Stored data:
┌──
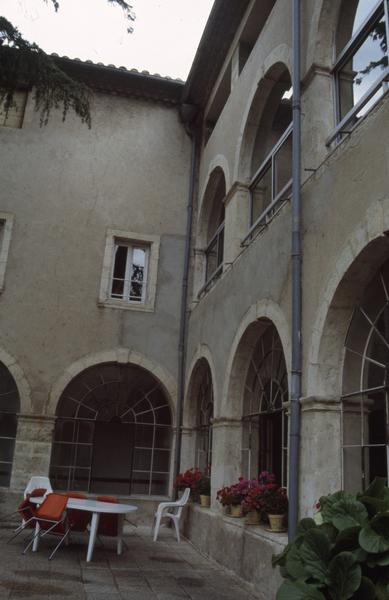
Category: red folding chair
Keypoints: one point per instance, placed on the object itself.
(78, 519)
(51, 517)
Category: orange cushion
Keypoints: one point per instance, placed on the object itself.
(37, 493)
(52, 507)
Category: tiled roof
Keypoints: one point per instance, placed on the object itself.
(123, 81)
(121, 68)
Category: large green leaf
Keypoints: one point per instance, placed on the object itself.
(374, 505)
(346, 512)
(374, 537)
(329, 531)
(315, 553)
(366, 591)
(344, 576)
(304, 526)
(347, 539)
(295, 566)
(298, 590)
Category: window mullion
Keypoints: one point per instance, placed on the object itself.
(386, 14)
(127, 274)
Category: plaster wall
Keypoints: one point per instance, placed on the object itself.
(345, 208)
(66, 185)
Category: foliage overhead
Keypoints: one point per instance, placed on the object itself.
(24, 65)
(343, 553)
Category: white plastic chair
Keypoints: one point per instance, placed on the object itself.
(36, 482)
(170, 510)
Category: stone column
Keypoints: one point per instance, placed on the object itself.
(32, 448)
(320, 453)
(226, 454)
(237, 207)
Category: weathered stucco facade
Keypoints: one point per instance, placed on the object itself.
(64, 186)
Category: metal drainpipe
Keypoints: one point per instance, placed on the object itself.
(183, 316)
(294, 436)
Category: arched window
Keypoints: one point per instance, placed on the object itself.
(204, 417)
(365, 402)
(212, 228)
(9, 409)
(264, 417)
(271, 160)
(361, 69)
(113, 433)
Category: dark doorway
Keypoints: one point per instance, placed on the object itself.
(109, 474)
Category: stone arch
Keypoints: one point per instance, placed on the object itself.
└──
Work task:
Please hand back every entry above exactly, with no images in the copy.

Solution:
Category: red folding chair
Keypoints: one point per instance, placed on the object itself.
(78, 519)
(51, 517)
Category: orange cushion
Keypoints: one point per instance, placed on the object itself.
(37, 493)
(52, 507)
Category: tiled roof
Keypoints: one point per instance, placed on the object itself.
(123, 81)
(121, 68)
Category: large green leaf
Keypoints: one point per instance, placed on the object itself.
(374, 505)
(346, 512)
(374, 537)
(329, 531)
(315, 553)
(366, 591)
(344, 576)
(304, 526)
(347, 539)
(295, 566)
(298, 590)
Category: window mullion
Keypoints: one point per instance, placed on the object itself.
(386, 14)
(127, 274)
Category: plaster wall
Keypoints: one point per instance, placed on the object itself.
(345, 208)
(66, 185)
Category: foliage overhead
Keypoints: one point per instance, placed on the object itself.
(24, 65)
(343, 553)
Category: white plastic chair
Keypoints: one point per instance, placed on the object itself.
(36, 482)
(170, 510)
Category: stone column
Keypoints: one point per instance, placed on the object itself.
(32, 448)
(320, 453)
(226, 454)
(237, 207)
Category: weathered stucco facade
Keypoints: one point per instance, placed on the object itself.
(64, 186)
Category: metal drainpipe
Keypoints: one point per instance, placed on the object itself.
(183, 316)
(294, 436)
Category: arched window
Keypoints: one point per instance, placed on the object itself.
(204, 417)
(365, 402)
(212, 228)
(9, 409)
(264, 417)
(271, 160)
(361, 69)
(113, 433)
Category: dark doorway
Keypoints: one point per instance, placed on the object itself.
(109, 474)
Category: stone arch
Keypoints: one point per instance, placed on the object itself.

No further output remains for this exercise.